> [Page]:
※ ※ ※

I was recently doing some deep research when I was reminder about Benford’s Law. Well I was actually watching episode 4 “Digits” of the series Connected: The Hidden Science of Everything that explores the probability of the first digit for any random series of numbers. Be it social media, tax return, music score, distance to stars, etc.
If, like me, you didn’t really pay attention during your Statistics and Computing for Management 101 course, then here’s a very short reminder of what it is. Courtesy of Wikipedia of course since my course notes on this topic are long lost:
“Benford’s Law, also called the Newcomb–Benford Law, the law of anomalous numbers, or the first-digit law, is an observation about the frequency distribution of leading digits in many real-life sets of numerical data. The law states that in many naturally occurring collections of numbers, the leading digit is likely to be small. In sets that obey the law, the number 1 appears as the leading significant digit about 30% of the time, while 9 appears as the leading significant digit less than 5% of the time. If the digits were distributed uniformly, they would each occur about 11.1% of the time. Benford’s Law also makes predictions about the distribution of second digits, third digits, digit combinations, and so on.”
In short, in numerical series that follow Benford’s Law, the probability of the number’s first digit is as follows:
Or, if like me you prefer it in graphical format:
Of course, this is a simplified version, but I am sure you’ll get the logic.
Now, where it becomes interesting is that this pattern seems to apply regardless of the data set, even if it is more accurate as the size of the set increases. Benford had tested this model on 20 sets of data ranging from various topics such as surface areas of rivers, population, street addresses, molecular weights, etc. and it coincided every time.
So I started thinking: could we apply this to Governance, Risk, and Compliance and if so, to what benefits?
Here, I am already way behind. Fraud Investigators have already been using this approach to identity potential anomalies when numbers reported deviated from what would be expected following Benford’s Law. And quite successfully in many cases so I will defer here to experts from the Association of Certified Fraud Examiners (ACFE) who have already published many articles and presentations on this topic.
If you are a Fraud Investigator, this is definitely something worth considering when looking for the needle in the haystack!

※ ※ ※

> [To do]:
[1] According to the post on Benford's Law, how often does 9 appear as the leading significant digit in sets that obey the law?
[2] Please copy the passage of the Benford's Law post starting with "Here, I am already" and going on through "in the haystack!".
The listing that comes next is separate material, apart from the post on Benford's Law.

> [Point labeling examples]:
※ ※ ※

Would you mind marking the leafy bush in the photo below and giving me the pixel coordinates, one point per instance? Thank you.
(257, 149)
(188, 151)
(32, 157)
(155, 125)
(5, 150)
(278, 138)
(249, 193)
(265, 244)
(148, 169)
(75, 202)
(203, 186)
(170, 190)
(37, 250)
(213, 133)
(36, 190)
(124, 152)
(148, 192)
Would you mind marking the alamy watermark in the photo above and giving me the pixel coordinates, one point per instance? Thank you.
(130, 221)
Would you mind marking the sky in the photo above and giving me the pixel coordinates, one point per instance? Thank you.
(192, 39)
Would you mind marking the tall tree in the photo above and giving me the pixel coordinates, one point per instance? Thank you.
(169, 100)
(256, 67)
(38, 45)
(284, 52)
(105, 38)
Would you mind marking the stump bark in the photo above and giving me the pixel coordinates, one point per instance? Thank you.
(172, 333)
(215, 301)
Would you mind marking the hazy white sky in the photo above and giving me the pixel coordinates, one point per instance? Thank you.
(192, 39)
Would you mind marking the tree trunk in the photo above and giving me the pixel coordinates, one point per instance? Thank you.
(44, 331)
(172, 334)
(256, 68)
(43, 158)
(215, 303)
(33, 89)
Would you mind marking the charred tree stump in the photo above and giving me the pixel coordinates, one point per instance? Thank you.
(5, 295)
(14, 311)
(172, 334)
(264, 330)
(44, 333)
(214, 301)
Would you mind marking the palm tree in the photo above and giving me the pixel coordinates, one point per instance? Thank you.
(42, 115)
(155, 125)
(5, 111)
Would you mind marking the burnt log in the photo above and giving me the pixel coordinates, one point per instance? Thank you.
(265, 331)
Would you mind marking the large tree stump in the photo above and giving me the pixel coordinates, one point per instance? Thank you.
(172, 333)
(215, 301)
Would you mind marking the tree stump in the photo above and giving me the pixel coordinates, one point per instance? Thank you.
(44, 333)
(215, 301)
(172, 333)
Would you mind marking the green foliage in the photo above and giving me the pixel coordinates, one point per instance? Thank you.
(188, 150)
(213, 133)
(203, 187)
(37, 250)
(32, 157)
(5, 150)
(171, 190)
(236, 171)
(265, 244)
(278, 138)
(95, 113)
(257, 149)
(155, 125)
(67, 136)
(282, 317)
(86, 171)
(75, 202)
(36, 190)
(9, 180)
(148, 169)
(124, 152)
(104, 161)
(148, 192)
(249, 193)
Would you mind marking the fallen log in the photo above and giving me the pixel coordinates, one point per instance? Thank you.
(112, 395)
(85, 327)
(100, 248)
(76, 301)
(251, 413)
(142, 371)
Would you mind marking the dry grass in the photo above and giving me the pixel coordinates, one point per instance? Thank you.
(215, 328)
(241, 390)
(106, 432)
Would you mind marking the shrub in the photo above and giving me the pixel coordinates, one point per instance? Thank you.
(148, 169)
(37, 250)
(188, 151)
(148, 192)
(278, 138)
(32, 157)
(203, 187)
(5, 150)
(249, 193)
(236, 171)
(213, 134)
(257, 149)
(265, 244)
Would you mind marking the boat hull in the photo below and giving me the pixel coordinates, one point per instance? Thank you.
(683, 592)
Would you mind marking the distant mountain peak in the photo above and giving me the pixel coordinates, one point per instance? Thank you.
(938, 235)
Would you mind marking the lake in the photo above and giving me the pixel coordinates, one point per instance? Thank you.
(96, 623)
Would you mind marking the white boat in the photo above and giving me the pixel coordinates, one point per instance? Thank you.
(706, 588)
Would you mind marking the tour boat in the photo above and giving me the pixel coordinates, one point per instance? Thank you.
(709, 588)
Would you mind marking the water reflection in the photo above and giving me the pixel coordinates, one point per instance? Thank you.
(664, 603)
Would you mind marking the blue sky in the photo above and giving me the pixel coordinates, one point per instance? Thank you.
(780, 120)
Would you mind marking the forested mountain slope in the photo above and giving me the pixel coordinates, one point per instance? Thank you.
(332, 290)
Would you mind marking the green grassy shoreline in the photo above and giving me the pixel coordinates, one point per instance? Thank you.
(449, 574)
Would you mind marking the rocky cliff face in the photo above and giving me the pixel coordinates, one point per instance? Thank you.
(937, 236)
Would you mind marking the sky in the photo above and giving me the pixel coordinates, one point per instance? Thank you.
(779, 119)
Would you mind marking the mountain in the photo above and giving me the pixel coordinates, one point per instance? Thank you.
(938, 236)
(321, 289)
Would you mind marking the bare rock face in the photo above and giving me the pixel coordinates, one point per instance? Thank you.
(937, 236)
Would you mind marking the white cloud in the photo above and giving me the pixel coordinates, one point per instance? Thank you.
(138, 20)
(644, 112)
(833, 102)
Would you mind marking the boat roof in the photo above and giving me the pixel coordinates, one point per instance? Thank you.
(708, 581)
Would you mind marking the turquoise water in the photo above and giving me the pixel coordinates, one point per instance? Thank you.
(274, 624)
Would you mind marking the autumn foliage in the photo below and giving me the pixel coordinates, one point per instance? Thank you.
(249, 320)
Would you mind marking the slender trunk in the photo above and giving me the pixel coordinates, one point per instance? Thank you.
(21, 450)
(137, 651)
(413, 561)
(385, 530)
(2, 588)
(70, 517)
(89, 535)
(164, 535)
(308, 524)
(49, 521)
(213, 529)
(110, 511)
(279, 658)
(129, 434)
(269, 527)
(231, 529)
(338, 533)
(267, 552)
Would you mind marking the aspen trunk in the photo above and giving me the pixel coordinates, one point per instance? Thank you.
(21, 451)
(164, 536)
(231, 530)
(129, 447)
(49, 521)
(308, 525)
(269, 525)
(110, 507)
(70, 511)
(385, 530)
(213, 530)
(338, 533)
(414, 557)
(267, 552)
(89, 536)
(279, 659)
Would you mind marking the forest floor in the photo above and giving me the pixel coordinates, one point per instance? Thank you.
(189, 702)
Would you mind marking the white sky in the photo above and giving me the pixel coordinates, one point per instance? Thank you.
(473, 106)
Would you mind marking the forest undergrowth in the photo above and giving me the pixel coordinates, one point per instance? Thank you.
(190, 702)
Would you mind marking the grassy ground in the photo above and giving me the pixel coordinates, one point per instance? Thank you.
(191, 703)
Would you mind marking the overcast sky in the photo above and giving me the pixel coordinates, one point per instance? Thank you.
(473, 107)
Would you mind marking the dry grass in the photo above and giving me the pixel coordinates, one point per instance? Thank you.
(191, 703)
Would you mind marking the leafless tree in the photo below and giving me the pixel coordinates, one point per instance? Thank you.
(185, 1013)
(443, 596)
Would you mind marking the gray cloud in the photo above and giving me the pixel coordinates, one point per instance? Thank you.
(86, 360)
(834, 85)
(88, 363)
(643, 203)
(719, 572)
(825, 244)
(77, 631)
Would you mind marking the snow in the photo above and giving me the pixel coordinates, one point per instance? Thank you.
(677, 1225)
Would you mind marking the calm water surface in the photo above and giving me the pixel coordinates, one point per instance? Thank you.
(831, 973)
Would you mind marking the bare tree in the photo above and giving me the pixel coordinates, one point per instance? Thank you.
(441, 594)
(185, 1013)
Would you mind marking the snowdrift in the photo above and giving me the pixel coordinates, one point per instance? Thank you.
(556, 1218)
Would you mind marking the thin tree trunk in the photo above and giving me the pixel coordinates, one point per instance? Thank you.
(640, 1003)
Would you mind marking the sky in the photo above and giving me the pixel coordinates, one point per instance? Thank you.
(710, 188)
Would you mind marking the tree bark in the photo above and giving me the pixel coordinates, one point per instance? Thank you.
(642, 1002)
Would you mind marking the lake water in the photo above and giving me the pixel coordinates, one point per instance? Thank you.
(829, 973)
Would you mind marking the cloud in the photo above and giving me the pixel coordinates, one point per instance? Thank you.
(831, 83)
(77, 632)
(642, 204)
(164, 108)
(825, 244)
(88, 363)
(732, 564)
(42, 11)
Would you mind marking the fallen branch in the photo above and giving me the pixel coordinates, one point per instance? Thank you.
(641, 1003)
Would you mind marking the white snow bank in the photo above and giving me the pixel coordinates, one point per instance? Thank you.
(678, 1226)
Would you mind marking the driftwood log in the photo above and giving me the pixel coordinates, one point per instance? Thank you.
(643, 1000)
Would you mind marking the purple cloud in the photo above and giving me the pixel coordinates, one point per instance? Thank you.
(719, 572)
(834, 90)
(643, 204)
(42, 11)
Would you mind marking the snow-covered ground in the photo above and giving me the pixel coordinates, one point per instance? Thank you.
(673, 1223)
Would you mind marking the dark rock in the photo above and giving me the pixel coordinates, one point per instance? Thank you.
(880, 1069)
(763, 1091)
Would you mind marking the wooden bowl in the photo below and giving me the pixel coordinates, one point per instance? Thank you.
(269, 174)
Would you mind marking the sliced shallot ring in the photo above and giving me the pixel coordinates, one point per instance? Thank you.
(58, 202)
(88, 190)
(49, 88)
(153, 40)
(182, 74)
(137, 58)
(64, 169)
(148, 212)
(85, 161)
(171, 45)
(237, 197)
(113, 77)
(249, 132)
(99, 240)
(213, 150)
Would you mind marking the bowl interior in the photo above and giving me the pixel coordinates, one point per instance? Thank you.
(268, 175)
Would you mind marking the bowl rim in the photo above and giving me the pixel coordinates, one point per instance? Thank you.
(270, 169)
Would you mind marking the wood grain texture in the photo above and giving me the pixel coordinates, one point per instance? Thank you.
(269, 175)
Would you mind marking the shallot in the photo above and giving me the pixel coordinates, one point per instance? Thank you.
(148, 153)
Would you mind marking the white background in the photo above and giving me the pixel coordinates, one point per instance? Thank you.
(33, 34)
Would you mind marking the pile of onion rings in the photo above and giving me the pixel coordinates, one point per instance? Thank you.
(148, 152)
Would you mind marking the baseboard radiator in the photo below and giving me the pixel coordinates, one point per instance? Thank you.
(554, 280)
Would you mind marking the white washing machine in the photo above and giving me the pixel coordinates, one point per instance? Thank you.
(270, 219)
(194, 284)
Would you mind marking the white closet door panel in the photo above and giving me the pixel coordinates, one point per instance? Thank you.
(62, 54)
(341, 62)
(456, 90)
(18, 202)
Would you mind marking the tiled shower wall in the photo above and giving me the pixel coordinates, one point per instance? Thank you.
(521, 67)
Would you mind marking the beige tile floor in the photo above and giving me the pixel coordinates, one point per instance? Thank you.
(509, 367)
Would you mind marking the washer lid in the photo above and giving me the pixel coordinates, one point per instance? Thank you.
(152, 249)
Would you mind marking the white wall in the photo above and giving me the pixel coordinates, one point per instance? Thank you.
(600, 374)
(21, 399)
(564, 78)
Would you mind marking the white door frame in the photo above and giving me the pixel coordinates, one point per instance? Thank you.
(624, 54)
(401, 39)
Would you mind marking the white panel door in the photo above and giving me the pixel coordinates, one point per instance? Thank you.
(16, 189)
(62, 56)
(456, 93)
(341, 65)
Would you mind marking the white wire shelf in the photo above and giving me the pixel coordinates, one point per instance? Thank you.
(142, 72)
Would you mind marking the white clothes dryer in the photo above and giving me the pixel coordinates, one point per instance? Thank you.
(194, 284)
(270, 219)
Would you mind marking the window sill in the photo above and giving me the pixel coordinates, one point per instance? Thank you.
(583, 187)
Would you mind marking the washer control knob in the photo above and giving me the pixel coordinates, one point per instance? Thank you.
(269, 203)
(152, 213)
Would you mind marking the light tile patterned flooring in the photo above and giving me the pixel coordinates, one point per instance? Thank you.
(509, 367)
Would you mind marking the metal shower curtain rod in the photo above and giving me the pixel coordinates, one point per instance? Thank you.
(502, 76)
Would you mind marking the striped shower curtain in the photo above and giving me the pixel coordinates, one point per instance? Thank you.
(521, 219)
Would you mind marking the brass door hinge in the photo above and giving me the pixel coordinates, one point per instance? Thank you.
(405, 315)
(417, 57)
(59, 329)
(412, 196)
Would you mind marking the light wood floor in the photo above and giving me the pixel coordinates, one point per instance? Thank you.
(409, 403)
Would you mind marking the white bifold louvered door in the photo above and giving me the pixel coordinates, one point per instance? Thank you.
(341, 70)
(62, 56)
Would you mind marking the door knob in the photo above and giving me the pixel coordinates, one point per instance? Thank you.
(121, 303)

※ ※ ※

> [Answers below]:
[1] Less than 5% of the time.

[2]
Here, I am already way behind. Fraud Investigators have already been using this approach to identity potential anomalies when numbers reported deviated from what would be expected following Benford’s Law. And quite successfully in many cases so I will defer here to experts from the Association of Certified Fraud Examiners (ACFE) who have already published many articles and presentations on this topic.
If you are a Fraud Investigator, this is definitely something worth considering when looking for the needle in the haystack!